*Exercise*: The lines to extract run from the first line of the entries through the line that contains "Target = green grass"; reproduce exactly those lines and no others.

*Dataset entries*:
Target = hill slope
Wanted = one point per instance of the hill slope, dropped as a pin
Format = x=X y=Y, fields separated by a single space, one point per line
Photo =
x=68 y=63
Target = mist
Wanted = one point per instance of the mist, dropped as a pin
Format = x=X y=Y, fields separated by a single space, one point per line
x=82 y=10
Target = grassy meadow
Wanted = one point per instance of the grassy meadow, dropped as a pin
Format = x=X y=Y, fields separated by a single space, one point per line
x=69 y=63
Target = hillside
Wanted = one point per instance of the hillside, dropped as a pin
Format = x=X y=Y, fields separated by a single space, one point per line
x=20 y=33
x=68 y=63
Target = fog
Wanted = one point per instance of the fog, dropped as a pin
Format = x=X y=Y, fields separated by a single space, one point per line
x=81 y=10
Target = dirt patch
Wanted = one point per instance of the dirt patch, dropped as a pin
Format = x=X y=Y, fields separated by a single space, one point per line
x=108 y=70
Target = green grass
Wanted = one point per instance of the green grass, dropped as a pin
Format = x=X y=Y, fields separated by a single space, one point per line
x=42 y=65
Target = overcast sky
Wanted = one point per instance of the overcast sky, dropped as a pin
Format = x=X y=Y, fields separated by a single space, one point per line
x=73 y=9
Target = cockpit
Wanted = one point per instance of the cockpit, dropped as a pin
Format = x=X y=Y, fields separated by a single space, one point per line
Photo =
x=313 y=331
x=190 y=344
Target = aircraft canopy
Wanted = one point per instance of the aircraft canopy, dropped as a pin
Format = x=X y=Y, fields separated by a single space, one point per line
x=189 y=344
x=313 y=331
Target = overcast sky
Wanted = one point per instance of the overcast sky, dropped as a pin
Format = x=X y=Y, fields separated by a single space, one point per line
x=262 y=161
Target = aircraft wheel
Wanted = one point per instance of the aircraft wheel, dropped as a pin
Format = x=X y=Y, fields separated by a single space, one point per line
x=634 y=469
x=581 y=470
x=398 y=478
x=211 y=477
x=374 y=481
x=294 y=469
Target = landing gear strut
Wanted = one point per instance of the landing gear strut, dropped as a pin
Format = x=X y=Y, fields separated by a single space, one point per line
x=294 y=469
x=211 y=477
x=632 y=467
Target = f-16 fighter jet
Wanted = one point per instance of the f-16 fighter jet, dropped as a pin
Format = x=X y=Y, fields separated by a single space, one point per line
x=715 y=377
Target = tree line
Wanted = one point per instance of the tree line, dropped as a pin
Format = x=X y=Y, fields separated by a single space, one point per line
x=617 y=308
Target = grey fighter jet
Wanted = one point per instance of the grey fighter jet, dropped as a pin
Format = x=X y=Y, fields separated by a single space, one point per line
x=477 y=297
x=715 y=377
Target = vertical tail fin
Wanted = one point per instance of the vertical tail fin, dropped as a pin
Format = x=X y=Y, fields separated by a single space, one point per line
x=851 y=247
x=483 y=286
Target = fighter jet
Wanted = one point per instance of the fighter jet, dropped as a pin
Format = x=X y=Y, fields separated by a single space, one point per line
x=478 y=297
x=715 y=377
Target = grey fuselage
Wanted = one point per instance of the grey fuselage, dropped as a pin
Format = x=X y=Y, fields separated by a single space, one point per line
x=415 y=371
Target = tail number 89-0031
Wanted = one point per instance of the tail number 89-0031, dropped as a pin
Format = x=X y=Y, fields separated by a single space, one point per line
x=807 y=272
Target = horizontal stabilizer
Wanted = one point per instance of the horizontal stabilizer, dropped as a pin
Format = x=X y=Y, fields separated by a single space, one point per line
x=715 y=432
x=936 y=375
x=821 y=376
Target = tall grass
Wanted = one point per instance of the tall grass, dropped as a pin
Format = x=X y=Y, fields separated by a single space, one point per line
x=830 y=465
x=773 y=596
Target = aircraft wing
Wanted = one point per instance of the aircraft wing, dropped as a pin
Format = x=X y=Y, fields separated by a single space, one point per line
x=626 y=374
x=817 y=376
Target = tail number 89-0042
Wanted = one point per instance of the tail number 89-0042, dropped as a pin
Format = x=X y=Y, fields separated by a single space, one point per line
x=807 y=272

*Reply to the task*:
Target = hill slope
Wanted = one point per instance of the hill slope, dropped as a pin
Format = x=X y=Y, fields separated by a single space, one point per line
Photo =
x=68 y=63
Target = mist
Wanted = one point per instance of the mist, dropped as a pin
Format = x=X y=Y, fields separated by a single space, one point per line
x=82 y=10
Target = grassy meadow
Wanted = one point per instance of the grassy meadow, dropped as a pin
Format = x=X y=Y, fields separated by a single space, one point per line
x=69 y=63
Target = hillside
Wanted = one point per instance of the hillside, dropped as a pin
Format = x=X y=Y, fields separated by a single space, one point per line
x=20 y=33
x=68 y=63
Target = fog
Wanted = one point per instance of the fog, dropped as a pin
Format = x=X y=Y, fields separated by a single space, one point per line
x=81 y=10
Target = dirt patch
Wanted = one point per instance of the dirt patch, dropped as a pin
Format = x=X y=Y, fields separated by a single space, one point per line
x=108 y=70
Target = green grass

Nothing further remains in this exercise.